-------- Selected text --------

Feeling very exhausted this morning. I didn’t get to bed until 5am. It’s interesting how sleep and stress are directly related. I’d like to think that stress is some alien emotion that has nothing to do with the realm of sleep, but there it goes, intruding with creeping thoughts and sticky fingers. Yikes!
Last week was the culmination of a variety of stressors; it was tax week, graduate application deadlines week, not to mention the annual performance-review-at-work week. All these events in one week doesn’t bode well for a luxurious sleep.
So it was with great timing that I stumbled upon a related blog post at NeuroAnthropology discussing just this problem: Worry and Stress.
The writer along with his colleagues hope to explore the different facets of “insecurity, stress, and mental and behavioral health in their long-term fieldsite in Costa Rica.”
They’ve listed a great bibliography that makes a librarian like me happy and well less stressed. The bibliography links out to various abstracts and studies occurring in the realm of stress and psychology. Some highlights from their list:
Boutain, D.M
2001 Managing worry, stress and high blood pressure: African-American women holding it together through ‘family’. Ethnicity & Disease 11(4):773.
Nolen-Hoeksema, S., B. E. Wisco, and S. Lyubomirsky
2008 Rethinking rumination. Perspectives on Psychological Science 3(5):400-424.
Schoenberg, N. E., et al.
2005 Situating stress: Lessons from lay discourses on diabetes. Medical Anthropology Quarterly 19(2):171-193.
Wells, A., and C. Papageorgiou
1995 Worry and the incubation of intrusive images following stress. Behaviour Research and Therapy 33(5):579-583.

-------- Data to examine --------

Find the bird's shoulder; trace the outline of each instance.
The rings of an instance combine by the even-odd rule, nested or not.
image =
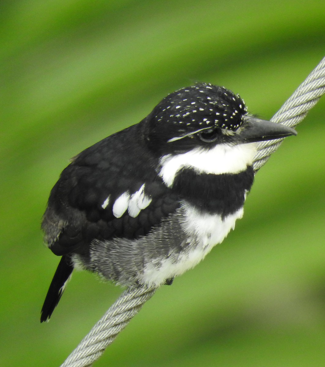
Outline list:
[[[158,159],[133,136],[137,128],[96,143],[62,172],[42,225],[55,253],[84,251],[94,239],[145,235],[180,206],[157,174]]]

--------

> Using the information
A. Say whether each statement agrees with the blog post on sleep and stress, answering yes or no and quoting the words from the post that decide it.
(i) The writer did not get to bed until 5am.
(ii) The NeuroAnthropology writer and colleagues have a long-term fieldsite in Costa Rica.
(iii) The writer works as an accountant.
B. Please sum up the blog post on sleep and stress in two sentences.

> Responses for each task
A.
(i) Yes: "I didn’t get to bed until 5am."
(ii) Yes: "in their long-term fieldsite in Costa Rica."
(iii) No: "a librarian like me"

B. The writer feels exhausted after not getting to bed until 5am and notes that sleep and stress are directly related, after a week that combined taxes, graduate application deadlines and an annual performance review at work. A related NeuroAnthropology post on worry and stress lists a bibliography of abstracts and studies on stress and psychology, and the highlights cover high blood pressure, rumination, diabetes and intrusive images.